The records are set out below this line. Return exactly the lines from the one containing "Would you please locate the church for" through the last, and exclude the pictures.

— Start —

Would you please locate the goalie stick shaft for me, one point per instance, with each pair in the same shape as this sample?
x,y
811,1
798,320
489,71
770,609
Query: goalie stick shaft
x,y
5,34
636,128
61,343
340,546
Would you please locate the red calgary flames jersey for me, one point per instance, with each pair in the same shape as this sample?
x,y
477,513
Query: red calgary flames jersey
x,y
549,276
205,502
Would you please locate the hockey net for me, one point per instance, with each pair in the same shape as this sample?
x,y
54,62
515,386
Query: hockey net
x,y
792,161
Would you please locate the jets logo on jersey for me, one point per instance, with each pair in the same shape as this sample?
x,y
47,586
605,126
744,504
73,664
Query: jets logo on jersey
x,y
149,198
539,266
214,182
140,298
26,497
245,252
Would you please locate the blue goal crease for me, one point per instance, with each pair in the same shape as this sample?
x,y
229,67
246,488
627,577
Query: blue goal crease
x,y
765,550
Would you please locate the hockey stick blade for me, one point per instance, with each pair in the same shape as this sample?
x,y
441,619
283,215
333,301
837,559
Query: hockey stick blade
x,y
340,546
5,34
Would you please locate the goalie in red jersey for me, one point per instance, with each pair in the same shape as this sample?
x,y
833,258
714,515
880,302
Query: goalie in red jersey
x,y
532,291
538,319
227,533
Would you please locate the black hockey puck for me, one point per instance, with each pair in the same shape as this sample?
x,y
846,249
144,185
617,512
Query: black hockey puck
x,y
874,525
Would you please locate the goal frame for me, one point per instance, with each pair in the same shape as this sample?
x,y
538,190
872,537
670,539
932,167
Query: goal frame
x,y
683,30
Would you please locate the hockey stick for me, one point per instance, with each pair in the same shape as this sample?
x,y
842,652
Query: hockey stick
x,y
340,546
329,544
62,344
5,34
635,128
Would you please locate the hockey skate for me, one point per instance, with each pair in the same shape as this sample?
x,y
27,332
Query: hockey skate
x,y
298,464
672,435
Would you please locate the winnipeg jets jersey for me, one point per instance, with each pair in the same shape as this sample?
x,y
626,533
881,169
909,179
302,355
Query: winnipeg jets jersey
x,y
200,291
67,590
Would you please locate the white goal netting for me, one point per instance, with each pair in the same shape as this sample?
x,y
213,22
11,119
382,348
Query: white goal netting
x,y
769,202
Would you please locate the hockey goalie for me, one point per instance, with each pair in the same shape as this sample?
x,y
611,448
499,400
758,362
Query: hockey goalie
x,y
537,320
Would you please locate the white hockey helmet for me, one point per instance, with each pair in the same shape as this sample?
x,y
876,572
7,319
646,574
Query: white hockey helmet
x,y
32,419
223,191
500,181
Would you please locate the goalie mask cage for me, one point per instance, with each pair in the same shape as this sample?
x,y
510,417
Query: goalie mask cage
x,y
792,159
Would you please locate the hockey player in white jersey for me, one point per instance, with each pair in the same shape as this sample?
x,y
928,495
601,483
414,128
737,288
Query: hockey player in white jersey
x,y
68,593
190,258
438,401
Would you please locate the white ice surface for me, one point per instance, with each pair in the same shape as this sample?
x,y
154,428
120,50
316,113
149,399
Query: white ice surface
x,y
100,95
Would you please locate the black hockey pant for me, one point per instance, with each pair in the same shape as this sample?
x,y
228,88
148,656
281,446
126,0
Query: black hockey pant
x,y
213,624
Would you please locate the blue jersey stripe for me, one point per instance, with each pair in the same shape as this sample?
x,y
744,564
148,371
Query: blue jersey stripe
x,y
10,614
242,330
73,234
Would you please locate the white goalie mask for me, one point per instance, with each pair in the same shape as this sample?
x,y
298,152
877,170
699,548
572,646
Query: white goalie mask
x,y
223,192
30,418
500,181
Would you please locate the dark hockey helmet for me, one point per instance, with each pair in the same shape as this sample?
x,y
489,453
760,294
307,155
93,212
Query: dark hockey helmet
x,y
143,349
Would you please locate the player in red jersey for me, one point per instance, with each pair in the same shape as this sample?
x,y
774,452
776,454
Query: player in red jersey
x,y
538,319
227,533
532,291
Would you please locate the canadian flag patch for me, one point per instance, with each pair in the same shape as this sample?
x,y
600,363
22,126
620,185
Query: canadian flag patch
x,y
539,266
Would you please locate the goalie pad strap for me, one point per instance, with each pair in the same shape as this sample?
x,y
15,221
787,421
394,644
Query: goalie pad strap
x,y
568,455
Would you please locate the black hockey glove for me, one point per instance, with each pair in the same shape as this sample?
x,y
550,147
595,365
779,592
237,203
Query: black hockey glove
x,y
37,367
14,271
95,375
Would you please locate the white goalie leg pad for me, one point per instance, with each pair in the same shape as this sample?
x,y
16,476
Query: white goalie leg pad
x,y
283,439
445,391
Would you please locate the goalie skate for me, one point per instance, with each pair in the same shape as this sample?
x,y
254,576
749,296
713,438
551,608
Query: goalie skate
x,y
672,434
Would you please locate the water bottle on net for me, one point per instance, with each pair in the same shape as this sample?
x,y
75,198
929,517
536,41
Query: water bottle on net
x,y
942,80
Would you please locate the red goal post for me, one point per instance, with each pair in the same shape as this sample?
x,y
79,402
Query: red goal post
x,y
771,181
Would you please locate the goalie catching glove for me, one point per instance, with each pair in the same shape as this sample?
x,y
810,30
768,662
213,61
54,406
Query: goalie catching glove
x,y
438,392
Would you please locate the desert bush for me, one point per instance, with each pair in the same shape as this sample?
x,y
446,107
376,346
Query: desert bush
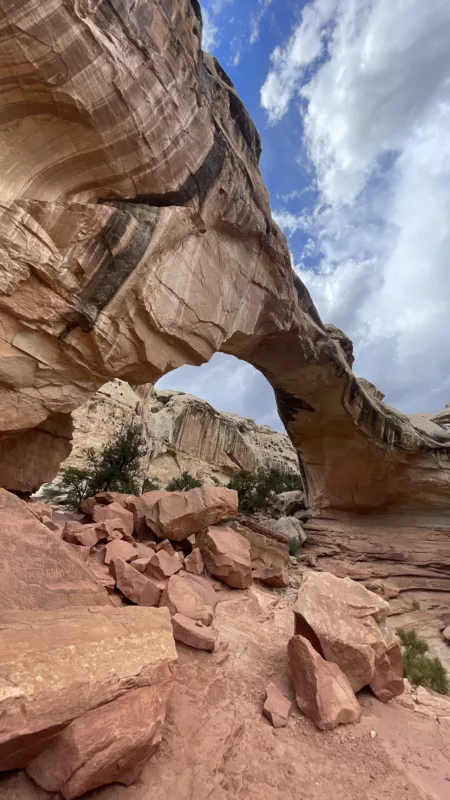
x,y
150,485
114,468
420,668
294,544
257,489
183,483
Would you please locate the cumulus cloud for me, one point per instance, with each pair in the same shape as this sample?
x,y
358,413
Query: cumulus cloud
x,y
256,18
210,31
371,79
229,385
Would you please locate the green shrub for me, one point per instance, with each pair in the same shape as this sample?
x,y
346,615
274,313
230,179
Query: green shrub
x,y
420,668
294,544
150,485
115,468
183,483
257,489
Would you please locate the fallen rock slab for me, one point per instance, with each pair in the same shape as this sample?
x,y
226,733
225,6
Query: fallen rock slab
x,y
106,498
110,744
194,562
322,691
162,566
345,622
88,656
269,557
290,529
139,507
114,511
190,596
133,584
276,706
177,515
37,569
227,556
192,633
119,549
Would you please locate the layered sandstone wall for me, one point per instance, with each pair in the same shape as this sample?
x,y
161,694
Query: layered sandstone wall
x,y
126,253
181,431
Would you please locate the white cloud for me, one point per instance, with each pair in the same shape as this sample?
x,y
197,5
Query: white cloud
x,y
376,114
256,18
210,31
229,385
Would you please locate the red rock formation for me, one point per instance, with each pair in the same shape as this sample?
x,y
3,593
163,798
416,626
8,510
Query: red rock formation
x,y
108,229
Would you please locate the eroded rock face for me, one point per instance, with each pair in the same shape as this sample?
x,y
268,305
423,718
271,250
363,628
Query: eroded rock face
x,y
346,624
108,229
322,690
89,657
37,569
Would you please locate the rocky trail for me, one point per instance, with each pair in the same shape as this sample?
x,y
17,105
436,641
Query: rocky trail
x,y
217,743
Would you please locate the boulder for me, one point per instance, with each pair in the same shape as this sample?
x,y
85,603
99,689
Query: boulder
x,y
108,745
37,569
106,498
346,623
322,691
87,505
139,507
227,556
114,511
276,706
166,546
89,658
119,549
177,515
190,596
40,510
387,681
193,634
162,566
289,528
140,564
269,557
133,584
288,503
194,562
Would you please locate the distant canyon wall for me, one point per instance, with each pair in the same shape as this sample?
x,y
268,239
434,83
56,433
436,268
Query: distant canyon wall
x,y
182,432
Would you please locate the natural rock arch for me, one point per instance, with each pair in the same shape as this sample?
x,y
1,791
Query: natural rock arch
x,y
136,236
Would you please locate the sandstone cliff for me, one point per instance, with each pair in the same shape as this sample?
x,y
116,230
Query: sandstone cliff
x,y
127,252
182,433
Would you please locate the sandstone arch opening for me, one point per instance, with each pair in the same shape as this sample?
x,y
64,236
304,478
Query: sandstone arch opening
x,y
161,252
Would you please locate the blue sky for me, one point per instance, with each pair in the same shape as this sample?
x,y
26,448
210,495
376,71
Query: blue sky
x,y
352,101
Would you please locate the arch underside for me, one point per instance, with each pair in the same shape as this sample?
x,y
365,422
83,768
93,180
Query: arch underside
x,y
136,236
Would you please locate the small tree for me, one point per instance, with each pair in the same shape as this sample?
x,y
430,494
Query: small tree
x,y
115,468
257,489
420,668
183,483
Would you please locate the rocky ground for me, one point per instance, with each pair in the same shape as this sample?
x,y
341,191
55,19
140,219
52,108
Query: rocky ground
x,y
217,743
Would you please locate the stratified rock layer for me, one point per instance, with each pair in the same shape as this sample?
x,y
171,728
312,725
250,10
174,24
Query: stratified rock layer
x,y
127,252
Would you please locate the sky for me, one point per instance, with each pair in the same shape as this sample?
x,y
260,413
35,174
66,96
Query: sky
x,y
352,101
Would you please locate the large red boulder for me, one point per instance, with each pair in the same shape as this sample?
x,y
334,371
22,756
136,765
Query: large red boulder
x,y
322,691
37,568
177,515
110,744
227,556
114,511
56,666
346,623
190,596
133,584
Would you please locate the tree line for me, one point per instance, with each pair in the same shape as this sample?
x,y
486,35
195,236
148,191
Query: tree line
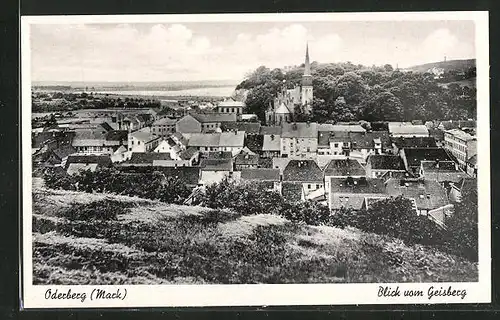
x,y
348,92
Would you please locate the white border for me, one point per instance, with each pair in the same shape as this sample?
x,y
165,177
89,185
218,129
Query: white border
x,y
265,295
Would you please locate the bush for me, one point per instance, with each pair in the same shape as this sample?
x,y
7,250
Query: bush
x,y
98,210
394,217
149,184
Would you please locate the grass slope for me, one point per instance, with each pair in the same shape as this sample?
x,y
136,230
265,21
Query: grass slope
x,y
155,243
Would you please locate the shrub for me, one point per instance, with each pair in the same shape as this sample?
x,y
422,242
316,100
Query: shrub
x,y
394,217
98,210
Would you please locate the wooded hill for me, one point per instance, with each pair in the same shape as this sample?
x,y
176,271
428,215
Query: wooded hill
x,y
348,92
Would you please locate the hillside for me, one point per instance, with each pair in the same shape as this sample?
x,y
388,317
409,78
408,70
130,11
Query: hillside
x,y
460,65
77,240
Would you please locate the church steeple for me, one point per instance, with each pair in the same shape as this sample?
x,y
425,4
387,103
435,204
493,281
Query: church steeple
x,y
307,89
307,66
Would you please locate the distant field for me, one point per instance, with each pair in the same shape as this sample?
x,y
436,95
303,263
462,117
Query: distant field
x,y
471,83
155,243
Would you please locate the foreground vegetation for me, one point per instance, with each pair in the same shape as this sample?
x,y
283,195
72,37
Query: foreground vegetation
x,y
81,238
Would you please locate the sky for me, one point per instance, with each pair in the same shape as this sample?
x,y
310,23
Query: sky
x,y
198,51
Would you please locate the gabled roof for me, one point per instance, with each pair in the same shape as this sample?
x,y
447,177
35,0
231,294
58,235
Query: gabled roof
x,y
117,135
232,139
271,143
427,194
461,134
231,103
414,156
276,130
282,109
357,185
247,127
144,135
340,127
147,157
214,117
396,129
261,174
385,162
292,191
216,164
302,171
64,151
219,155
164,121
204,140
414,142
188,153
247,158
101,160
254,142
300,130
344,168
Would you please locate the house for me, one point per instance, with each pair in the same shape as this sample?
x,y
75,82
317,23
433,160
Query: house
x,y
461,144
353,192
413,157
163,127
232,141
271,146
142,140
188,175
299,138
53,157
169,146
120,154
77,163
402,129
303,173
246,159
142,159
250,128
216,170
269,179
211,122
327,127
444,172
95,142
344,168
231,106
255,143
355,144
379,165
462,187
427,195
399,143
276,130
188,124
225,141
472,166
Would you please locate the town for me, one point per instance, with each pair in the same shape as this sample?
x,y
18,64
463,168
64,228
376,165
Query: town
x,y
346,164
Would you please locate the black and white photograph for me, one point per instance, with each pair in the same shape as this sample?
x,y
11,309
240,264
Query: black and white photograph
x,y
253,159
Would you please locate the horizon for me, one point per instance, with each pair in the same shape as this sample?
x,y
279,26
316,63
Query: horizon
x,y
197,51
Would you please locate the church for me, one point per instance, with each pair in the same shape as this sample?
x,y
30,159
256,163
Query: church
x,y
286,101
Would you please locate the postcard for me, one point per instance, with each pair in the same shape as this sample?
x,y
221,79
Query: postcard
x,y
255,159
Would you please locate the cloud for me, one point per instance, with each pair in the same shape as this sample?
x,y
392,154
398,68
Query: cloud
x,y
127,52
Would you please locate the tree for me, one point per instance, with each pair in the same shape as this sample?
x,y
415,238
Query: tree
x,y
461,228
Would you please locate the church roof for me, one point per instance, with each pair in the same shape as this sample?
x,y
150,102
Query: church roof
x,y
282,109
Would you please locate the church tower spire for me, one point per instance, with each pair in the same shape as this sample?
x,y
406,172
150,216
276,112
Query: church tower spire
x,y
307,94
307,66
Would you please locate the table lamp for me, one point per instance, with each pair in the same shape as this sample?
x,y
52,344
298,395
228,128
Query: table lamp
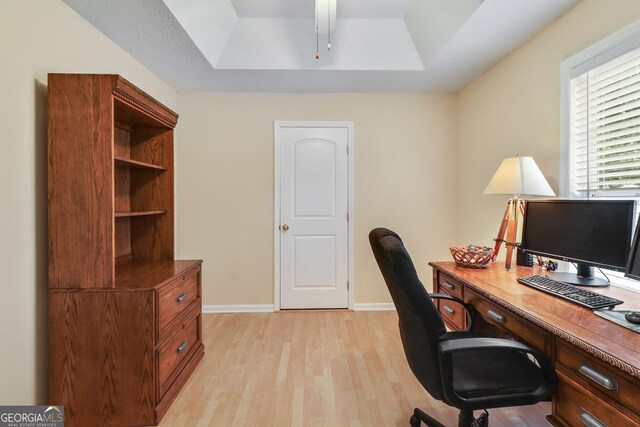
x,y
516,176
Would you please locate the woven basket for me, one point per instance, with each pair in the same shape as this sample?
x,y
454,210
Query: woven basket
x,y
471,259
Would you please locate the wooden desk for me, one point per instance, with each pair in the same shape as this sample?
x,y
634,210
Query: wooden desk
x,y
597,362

— End —

SOLVED PROBLEM:
Would you please locate the church for me, one point per instance, with each pair in the same shape as this sample?
x,y
30,159
256,163
Query: church
x,y
286,101
Would you please locate the postcard for me, one point per instance, with each pair in the same shape as this sample?
x,y
221,79
Query: postcard
x,y
255,159
Would you please locate the cloud for me, one point per instance, with each pair in the same shape as this sample?
x,y
392,154
398,68
Query: cloud
x,y
127,52
Would you please locate the tree for me, one point per instance, with each pair in the same shape as this sample?
x,y
415,238
Query: tree
x,y
461,228
Would you please locate the church roof for me, one point per instance, with each pair in the same shape as this sample?
x,y
150,102
Query: church roof
x,y
282,109
Would you please locate the church tower spire for me, one point per instance, with each pair in the same shape as this sample?
x,y
406,172
150,216
276,112
Query: church tower spire
x,y
307,94
307,66
Would you please locate the table lamp for me, one point per instance, with each pair in the same shape as this sample?
x,y
52,344
298,395
228,128
Query: table lamp
x,y
516,176
Would you please locate the woven basket for me, one point per instance, with each pair in the same shape as this sample?
x,y
454,210
Query: woven basket
x,y
471,259
Would you please locate the wooden desk for me, one point per instance, with each pair in the same shape as this sample?
x,y
634,210
Query: wooden desk
x,y
597,362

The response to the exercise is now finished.